• What to do
Go through the records below and restate each one word for word.

• Data records
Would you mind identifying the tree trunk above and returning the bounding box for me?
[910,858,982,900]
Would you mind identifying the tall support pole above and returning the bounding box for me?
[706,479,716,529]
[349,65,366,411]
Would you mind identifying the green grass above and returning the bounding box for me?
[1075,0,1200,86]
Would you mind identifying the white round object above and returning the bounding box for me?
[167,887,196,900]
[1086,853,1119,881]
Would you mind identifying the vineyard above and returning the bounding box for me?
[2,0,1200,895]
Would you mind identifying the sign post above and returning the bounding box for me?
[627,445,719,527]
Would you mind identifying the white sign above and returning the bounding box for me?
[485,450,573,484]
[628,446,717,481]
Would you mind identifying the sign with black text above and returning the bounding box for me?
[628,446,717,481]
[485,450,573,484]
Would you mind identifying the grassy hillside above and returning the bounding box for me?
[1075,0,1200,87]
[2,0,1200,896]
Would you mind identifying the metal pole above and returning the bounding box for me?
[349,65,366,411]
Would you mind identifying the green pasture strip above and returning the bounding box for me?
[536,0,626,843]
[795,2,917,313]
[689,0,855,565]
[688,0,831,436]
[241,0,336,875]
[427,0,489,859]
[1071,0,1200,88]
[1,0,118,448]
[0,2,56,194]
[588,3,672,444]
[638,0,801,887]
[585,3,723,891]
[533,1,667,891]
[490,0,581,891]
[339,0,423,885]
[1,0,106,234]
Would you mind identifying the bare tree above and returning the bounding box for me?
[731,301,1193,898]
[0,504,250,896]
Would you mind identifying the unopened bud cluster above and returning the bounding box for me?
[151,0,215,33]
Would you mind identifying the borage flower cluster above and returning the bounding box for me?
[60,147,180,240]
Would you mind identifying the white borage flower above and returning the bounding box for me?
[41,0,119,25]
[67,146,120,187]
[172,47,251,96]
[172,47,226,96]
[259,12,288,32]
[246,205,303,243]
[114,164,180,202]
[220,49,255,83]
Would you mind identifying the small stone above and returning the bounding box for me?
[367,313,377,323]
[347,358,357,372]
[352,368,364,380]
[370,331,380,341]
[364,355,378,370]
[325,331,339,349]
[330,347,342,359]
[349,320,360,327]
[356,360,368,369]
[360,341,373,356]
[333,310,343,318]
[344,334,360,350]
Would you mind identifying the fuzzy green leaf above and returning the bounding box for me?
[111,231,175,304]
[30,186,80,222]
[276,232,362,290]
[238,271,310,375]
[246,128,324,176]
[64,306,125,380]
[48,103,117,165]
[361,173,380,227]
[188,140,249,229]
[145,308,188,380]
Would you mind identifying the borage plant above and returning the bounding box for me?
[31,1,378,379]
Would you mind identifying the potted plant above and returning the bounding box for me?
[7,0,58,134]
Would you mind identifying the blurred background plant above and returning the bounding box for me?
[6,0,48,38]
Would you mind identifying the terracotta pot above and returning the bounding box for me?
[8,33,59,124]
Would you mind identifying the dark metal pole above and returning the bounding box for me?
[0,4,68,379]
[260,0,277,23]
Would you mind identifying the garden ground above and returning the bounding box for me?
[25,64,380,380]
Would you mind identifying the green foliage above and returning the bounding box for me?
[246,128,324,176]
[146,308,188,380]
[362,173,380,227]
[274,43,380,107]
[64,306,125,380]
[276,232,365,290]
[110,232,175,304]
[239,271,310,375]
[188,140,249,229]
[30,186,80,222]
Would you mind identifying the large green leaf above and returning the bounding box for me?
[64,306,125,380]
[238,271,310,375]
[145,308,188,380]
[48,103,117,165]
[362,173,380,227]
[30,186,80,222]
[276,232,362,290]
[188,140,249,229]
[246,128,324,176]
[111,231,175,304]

• Exercise output
Would you mind identifying the tree trunk above and returning the bounding box for me?
[910,858,982,900]
Would you mind identifying the tall support pole above and returning the bounding box for me?
[706,479,716,529]
[349,65,366,411]
Would you mind identifying the green grass above and returning the bounding box for me?
[1075,0,1200,86]
Would you mind identifying the white round object above and returning the bounding box for me?
[167,887,196,900]
[1086,853,1119,881]
Would you mind identifying the vineyard above and returning the bounding box for me?
[2,0,1200,895]
Would you mind identifying the sign post above and returning the bounding box for me?
[627,445,719,527]
Would you mind identifying the white sign above and returning the bounding box for me?
[485,450,573,484]
[628,446,717,481]
Would you mind identifying the sign with black text above and returning the bounding box for me?
[628,446,717,481]
[485,450,573,484]
Would you mind identifying the grassy hillside above and returning the bounding box for me?
[1075,0,1200,87]
[2,0,1200,896]
Would you mind identifying the metal pole above and returning the bounding box for me?
[349,65,366,411]
Would you mind identifying the green pasture strip above and returning the bounding box for me?
[536,0,626,843]
[795,2,917,313]
[689,0,855,565]
[688,0,831,436]
[241,0,336,875]
[427,0,489,859]
[1071,0,1200,88]
[1,0,118,448]
[0,2,56,194]
[588,3,672,444]
[638,0,801,887]
[585,3,723,891]
[533,1,667,891]
[490,0,581,891]
[339,0,423,885]
[1,0,106,234]
Would you mind identifying the bare tree above and returning the bounding box for me?
[731,301,1193,898]
[0,504,250,896]
Would you mind identifying the unopened bud cluster above and returning the bounding box for me?
[151,0,215,33]
Would you mind identifying the borage flower cluster above and returning the bounding box for me?
[60,147,180,240]
Would you mind identifying the white borage flower above and returning the bounding box for me?
[41,0,119,25]
[67,146,120,187]
[172,47,251,96]
[172,47,226,96]
[259,12,288,32]
[246,205,303,243]
[114,164,180,202]
[220,49,255,83]
Would you mind identifying the small stone above and returning the bounding box for me?
[367,313,377,323]
[347,358,357,372]
[352,368,364,380]
[370,331,380,341]
[364,355,378,370]
[325,331,339,349]
[330,347,342,359]
[349,320,360,327]
[356,360,368,369]
[360,341,373,356]
[333,310,343,318]
[344,334,360,350]
Would you mind identifying the fuzzy green leaf above and returning the bounding box for me?
[111,231,175,304]
[30,186,80,222]
[276,232,362,290]
[238,271,310,375]
[246,128,324,176]
[64,306,125,380]
[48,103,117,165]
[361,173,380,227]
[188,140,249,229]
[145,308,188,380]
Would you mind identifying the borage plant above and returning the bounding box for me?
[31,1,378,379]
Would you mind identifying the potted plant above and returning the bounding box for me?
[7,0,58,134]
Would you mind identifying the blurred background plant above and returning the bounding box for me?
[6,0,48,38]
Would you mind identifying the terracotta pot above and returning the bounding box for me?
[8,33,59,124]
Would you mind identifying the dark metal pole above and returning the bounding box for me?
[0,4,68,379]
[260,0,277,23]
Would you mind identifying the garden ground above and returning the bounding box for me?
[25,64,380,380]
Would you mind identifying the green foliage above and returning the bounding box for me?
[246,128,324,176]
[146,308,188,380]
[362,173,380,227]
[274,43,380,107]
[64,306,125,380]
[276,232,365,290]
[110,232,175,304]
[239,271,310,375]
[188,140,249,229]
[30,186,80,222]
Would you mind identifying the large green leaf above and returning the bounding box for me?
[64,306,125,380]
[238,271,310,375]
[145,308,188,380]
[48,103,117,165]
[362,173,380,227]
[30,186,80,222]
[276,232,362,290]
[188,140,249,229]
[246,128,324,176]
[111,231,175,304]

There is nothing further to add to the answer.